━━━ INFORMATION SHOWN
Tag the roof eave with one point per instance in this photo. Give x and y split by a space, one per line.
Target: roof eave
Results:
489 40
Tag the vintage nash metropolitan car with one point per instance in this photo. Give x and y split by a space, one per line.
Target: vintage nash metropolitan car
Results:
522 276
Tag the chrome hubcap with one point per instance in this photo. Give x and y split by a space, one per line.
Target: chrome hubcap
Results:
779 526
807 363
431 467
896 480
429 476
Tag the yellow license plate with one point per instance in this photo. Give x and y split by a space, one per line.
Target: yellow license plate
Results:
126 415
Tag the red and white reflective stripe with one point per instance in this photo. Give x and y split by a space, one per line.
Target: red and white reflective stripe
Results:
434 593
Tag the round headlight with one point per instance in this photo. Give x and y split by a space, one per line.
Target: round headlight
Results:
━━━━━━
> _YOUR OBJECTIVE_: Rewrite all of the material above, swapping every "Target" for "Item" and leaving everything else untouched.

> _FULL OUTPUT_:
Tag the roof eave with one point per instance in this photo. Give x and y split by a space, one per line.
Item: roof eave
Results:
489 40
Tag the vintage nash metropolitan car with one point per instance in this photo. Give x and y split by a space, one per line.
Item: vintage nash metropolitan car
Results:
522 276
Tag the chrome hubcap with one point per instance in this photo. Give x and y split by a space, one per line.
Item: chrome hubcap
Results:
779 526
807 363
431 467
896 480
429 476
Tag the yellow license plate with one point per instance in this photo. Give x and y split by a space, one per line.
Item: yellow license plate
Results:
126 415
Tag the red and white reflective stripe with one point per instance in this photo. Give x and y split by a space, one per line.
Item: red and white reflective stripe
Results:
434 593
Tag the round headlight with one point per instance in this photo. Give x and y split by a space, one per line.
Item: round headlight
Results:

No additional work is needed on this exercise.